======== Passage to read

Bing your make this look routine....And it is not in any way...As usual clean, neat and I am guessing awsome in the sound department...Great work , can't wait to see whats next..


----------



## papasin (Jan 24, 2011)

Looks like it rolled right out of the factory, great fit and finish as always.


----------



## ecbmxer (Dec 1, 2010)

Great install! (and car) 

I saw you used the Gladen One amps. Have you checked out the 120.4 that has the DSP in it? I just saw it on their website and thought it was interesting.


----------



## nepl29 (Mar 25, 2007)

Nice install Bing. You might also want to post this log in e90post and m3post audio forums.

ConnectedDrive/Audio/Video/Electronics/Bluetooth/I-Drive & Nav - BMW M3 Forum (E90 E92)
AUDIO/VIDEO + BLUETOOTH + Electronics/Alarm/Software - E90Post - BMW 3-Series (E90 E92) Forum


----------



## simplicityinsound (Feb 2, 2007)

i am on e90, but i usually like to have the customers post, i dont want to run foul of the forum rules 

i never used the ones with the built in DSP becuase at the price they are at, and the power coinfiguration they offer, i feel better suited using an external dsp and just the normal amps 

gives me a bit more flexibility.

now if they can build the DSPs into the AS line...i may just have to change my mind


----------



## DJTrevLuv (Apr 15, 2008)

Great job! Looks awesome.


----------



## cartmann32 (Sep 30, 2009)

Great Build as always Bing!


----------



## 83corolla (Nov 5, 2009)

You do amazing work, great everything going in that car. Lucky owner.


----------



## bradknob (Oct 26, 2009)

Unreal, u make it look so effortless. Beautiful install.


I know its been asked, but i couldnt find it in ur other threads. Where do you get the blue plastic you use around the speaker rings?


----------



## simplicityinsound (Feb 2, 2007)

i get low heat platic from selectproducts.

i dont know where else you can get it but ia m sure its out there.

but i would say, find your local stinger dealer and ask to buy a sheet from them.

One time a bunch of people asked if i can order a bunch of sheets and they would buy them, but by the time i got em here, only one person ended up taking one...so that was my last attempt at ordering for people haha, its been a while and i still am burning through that extra stock


----------



## bradknob (Oct 26, 2009)

LOl, see what heppens when u try to help people out. im playing. thanks for the info!


----------



## rain27 (Jan 15, 2009)

Bing,

When you say "less than ideal stock locations", are you referring to the midbass under the seat? 

It would seem like the tweeter in the sail panels and the midrange high up on the door would work well.

================
======== Record excerpts

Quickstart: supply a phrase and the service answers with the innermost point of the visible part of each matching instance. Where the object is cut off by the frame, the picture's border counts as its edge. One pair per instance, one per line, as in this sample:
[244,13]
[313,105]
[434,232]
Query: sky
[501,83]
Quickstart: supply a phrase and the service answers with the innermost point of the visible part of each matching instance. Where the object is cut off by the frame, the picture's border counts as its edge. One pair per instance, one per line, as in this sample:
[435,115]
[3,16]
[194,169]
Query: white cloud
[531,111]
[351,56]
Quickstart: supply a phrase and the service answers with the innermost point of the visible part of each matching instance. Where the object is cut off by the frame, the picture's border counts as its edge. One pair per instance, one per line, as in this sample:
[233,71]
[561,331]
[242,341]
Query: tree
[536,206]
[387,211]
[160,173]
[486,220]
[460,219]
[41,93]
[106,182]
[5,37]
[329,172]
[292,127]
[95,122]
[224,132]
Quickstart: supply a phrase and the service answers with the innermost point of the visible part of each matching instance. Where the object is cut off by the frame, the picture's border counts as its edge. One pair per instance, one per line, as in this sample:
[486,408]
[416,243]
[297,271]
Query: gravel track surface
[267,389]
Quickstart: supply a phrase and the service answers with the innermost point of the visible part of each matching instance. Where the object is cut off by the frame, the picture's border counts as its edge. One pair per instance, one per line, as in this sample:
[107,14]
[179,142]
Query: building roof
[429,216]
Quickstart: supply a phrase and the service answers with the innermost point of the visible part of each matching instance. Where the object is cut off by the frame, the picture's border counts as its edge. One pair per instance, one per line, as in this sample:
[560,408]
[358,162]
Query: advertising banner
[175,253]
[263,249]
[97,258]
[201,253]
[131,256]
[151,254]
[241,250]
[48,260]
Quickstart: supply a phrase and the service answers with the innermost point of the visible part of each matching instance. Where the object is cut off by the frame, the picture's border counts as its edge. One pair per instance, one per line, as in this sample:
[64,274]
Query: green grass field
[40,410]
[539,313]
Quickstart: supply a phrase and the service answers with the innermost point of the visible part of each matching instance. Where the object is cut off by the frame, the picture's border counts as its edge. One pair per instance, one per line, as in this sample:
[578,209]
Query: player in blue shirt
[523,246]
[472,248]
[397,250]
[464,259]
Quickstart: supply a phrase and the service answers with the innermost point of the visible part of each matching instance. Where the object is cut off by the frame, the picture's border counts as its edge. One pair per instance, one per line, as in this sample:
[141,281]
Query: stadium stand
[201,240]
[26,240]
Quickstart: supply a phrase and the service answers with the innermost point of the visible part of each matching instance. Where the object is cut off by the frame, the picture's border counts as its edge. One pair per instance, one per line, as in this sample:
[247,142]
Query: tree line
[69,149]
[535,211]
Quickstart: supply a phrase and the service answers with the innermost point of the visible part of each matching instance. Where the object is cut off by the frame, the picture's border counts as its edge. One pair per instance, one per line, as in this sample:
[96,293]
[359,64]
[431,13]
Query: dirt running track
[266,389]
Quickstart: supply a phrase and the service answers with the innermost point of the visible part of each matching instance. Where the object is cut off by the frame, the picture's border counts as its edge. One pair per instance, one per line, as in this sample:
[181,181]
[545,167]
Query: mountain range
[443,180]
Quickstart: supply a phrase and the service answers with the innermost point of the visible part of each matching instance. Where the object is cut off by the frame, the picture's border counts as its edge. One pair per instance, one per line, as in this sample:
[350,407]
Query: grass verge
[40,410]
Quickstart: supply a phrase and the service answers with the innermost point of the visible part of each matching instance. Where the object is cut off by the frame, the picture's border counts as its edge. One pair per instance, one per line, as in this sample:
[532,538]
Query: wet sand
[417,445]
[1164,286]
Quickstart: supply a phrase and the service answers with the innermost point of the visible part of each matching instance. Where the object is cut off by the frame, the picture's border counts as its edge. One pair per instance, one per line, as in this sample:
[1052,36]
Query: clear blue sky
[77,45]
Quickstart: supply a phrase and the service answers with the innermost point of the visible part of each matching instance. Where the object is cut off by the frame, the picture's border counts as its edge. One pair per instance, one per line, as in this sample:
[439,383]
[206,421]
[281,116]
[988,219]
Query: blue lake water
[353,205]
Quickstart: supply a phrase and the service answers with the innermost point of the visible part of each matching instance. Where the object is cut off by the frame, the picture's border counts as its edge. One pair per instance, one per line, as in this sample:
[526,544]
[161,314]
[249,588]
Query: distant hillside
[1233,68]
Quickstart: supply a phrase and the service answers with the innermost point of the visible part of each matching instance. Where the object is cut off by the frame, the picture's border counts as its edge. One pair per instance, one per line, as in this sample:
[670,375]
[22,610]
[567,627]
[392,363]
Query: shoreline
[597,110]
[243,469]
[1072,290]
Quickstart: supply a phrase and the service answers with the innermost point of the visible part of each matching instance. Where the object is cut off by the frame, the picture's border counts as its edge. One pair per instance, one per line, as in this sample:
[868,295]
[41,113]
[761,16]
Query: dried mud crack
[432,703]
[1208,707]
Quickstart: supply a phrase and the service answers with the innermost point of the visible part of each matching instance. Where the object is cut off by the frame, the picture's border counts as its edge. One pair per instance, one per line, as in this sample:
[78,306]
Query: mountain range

================

Tasks for this exercise —
[A] Summarize the forum thread in two sentences.
[B] From the forum thread, extract the part that opens with the words containing "## papasin (Jan" and closes with "it was interesting.".

Expected responses —
[A] Forum members praise a car audio install, with one asking whether the Gladen One amp with a built-in DSP has been considered and another suggesting the log be posted in BMW audio forums. A poster explains preferring an external DSP with normal amps for more flexibility, and says the plastic around the speaker rings is low heat plastic from selectproducts that a local Stinger dealer may sell by the sheet.

[B]
## papasin (Jan 24, 2011)

Looks like it rolled right out of the factory, great fit and finish as always.


----------



## ecbmxer (Dec 1, 2010)

Great install! (and car) 

I saw you used the Gladen One amps. Have you checked out the 120.4 that has the DSP in it? I just saw it on their website and thought it was interesting.